Reproduce all entries word for word.

--- START ---

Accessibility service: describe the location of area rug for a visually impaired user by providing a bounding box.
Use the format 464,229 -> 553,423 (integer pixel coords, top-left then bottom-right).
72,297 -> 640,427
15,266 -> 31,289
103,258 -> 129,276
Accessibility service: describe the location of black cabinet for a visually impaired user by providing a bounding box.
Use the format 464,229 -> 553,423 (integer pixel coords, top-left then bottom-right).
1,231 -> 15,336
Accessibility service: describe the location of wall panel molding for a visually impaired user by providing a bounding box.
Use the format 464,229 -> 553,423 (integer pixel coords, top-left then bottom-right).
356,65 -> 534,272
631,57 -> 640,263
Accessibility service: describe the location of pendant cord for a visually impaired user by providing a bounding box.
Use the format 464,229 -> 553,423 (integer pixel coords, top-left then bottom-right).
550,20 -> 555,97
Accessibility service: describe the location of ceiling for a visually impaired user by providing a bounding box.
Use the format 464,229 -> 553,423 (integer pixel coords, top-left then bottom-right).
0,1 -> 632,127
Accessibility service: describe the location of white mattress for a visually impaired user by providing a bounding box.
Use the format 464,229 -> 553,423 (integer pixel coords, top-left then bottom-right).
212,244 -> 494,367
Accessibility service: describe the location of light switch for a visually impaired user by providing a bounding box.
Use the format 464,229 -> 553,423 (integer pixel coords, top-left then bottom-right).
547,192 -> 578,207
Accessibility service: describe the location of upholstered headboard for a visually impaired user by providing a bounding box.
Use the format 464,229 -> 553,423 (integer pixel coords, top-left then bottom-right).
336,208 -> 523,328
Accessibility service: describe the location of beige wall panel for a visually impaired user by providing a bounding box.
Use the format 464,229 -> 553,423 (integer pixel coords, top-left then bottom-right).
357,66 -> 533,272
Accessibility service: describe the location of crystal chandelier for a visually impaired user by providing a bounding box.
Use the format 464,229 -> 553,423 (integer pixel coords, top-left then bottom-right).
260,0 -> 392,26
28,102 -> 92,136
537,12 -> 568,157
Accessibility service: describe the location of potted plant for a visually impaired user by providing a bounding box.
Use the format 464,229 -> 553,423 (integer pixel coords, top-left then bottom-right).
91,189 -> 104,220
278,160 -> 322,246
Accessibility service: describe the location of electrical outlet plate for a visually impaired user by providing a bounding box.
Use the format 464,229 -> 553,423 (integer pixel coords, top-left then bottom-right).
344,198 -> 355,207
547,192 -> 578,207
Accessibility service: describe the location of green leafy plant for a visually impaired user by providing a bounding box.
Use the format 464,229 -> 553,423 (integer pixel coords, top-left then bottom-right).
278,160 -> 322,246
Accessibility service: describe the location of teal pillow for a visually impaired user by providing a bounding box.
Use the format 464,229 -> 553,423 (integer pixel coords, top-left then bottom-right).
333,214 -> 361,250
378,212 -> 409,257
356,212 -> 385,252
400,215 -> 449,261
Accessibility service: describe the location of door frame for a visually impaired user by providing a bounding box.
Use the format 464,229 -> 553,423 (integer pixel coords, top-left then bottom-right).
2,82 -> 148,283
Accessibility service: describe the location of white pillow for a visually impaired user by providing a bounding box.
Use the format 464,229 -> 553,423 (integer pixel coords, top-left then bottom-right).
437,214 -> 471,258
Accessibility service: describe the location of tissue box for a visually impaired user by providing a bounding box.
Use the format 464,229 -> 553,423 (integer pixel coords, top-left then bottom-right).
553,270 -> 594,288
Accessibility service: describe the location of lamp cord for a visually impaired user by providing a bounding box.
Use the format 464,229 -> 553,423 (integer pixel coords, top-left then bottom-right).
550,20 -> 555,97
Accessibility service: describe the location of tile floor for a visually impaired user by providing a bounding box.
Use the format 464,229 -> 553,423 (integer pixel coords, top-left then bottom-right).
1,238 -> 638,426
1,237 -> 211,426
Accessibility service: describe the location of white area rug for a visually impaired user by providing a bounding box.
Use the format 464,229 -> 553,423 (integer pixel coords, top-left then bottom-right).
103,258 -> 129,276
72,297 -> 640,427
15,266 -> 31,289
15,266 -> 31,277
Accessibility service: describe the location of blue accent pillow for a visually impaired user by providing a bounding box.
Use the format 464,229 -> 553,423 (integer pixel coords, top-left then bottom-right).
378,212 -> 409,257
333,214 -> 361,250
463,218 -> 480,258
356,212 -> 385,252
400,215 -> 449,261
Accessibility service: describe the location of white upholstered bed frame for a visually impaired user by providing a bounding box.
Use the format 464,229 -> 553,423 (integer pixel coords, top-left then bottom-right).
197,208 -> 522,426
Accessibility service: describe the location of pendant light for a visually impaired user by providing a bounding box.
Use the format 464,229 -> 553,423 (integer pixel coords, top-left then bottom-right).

--- END ---

Answer box:
Accessibility service: describe the location of area rug for a visually impaired user by providing a bounding box.
Use the format 464,229 -> 553,423 (integer pixel coords, top-left then bottom-right).
72,297 -> 640,427
15,266 -> 31,289
103,258 -> 129,276
Accessibility service: describe the location of black cabinet for a visually impaired user by providing a bounding box.
Use the format 464,229 -> 553,423 (integer pixel coords, top-left then bottom-right).
1,231 -> 15,336
Accessibility service: describe the location of wall panel molding for a visually impaired user by providing a bounding box.
Use the format 464,229 -> 553,423 (integer pixel coords, top-left then bottom-right).
356,65 -> 534,272
631,57 -> 640,263
Accessibility service: describe the location of pendant cord for a visually impaired user by providing a bounding box.
Use the format 464,229 -> 553,423 (integer pixel coords, top-left then bottom-right).
550,20 -> 555,97
Accessibility service: describe the location of ceiling for a visually impaired user by providing a bounding box.
Use the format 464,229 -> 553,423 (integer pixel coords, top-left then bottom-right).
0,1 -> 632,127
Accessibility service: describe the location of white mattress for a visually impaired user by providing a bounding box.
Use the format 464,229 -> 553,423 (integer pixel coords, top-left then bottom-right).
212,244 -> 494,367
Accessibility service: describe the location of light switch for a visually impaired user by providing a bounding box.
Use the format 464,229 -> 553,423 (integer pixel coords, top-left then bottom-right).
547,192 -> 578,207
Accessibility service: describe the location of upholstered headboard for a visually impaired user by providing a bounding box.
Use the format 464,229 -> 553,423 (integer pixel coords, top-left then bottom-right).
336,208 -> 523,328
Accessibility service: describe the location of beige wall panel for a visually impaired user by providing a bounding box.
Use the format 464,229 -> 553,423 (integer pixel coords, top-left then bottom-right).
357,66 -> 533,272
Accessibility service: describe the location of crystal chandelier for a visually impaired user by providing a bounding box.
Use the format 464,229 -> 553,423 (integer pixel coords, top-left then bottom-right).
260,0 -> 392,26
28,102 -> 92,136
537,12 -> 568,157
Accessibility service: describe the location of potted plant for a visually impaired user by providing a bounding box.
Use the format 464,229 -> 553,423 (integer pixel coords, top-left then bottom-right).
91,189 -> 104,220
278,160 -> 322,246
Accessibility service: describe the location of electrical outlet plate for a visually impaired user by providing a bounding box.
Use the format 464,229 -> 553,423 (integer pixel coords, top-left then bottom-right).
344,198 -> 355,207
547,192 -> 578,207
Accessibility service: describe the location of green leafy plant for a visually impaired user by providing a bounding box.
Use the format 464,229 -> 553,423 (integer pixel coords, top-left then bottom-right).
278,160 -> 322,246
Accessibility service: describe the location of teal pillow for a visually impaired user by providing a bounding box.
Use the format 464,229 -> 553,423 (integer pixel coords, top-left then bottom-right).
333,214 -> 361,250
378,212 -> 409,257
356,212 -> 385,252
400,215 -> 449,261
Accessibility service: describe the location of door frame for a visually impaired user by providing a bounding box.
Use the format 464,229 -> 553,423 (integer pixel coords, top-left then bottom-right).
2,82 -> 148,283
Accessibility service: describe the location of white pillow for a visually impaired user by providing a bounding box.
Use the format 464,229 -> 553,423 (integer pixel coords, top-left then bottom-right).
437,214 -> 471,258
Accessibility service: describe the location of tissue box for a visually impaired user by providing a bounding box.
Use the format 464,229 -> 553,423 (integer pixel coords, top-left then bottom-right).
553,270 -> 594,288
Accessibility service: describe the location of lamp cord for a visually impaired user by providing a bounding box.
Use the format 464,229 -> 553,423 (integer pixel coords, top-left then bottom-right).
550,20 -> 555,97
Accessibility service: describe the location of tile floor for a visually impaired user by providing a bounding box.
Use the format 464,229 -> 553,423 (integer pixel coords, top-left then bottom-right).
1,238 -> 638,426
1,237 -> 211,426
Accessibility service: describe the location of white area rug for a visually impaired user by providing a bounding box.
Use the format 464,229 -> 553,423 (integer pixel coords, top-left then bottom-right).
103,258 -> 129,276
72,297 -> 640,427
15,266 -> 31,289
15,266 -> 31,277
Accessibility service: describe the location of blue accent pillow for a visually impaired user by providing a bounding box.
Use the format 464,229 -> 553,423 (integer pixel coords, top-left then bottom-right).
378,212 -> 409,257
333,214 -> 361,250
463,218 -> 480,258
356,212 -> 385,252
400,215 -> 449,261
Accessibility service: describe the location of white upholstered bed frame for a visually impaired user by providing a bounding box.
Use the format 464,229 -> 553,423 (integer pixel coords, top-left then bottom-right).
197,208 -> 522,426
Accessibility service: describe the location of pendant light for a visually impaired user by providing a bounding box.
Use the format 464,229 -> 553,423 (integer pixel coords, top-left then bottom-right).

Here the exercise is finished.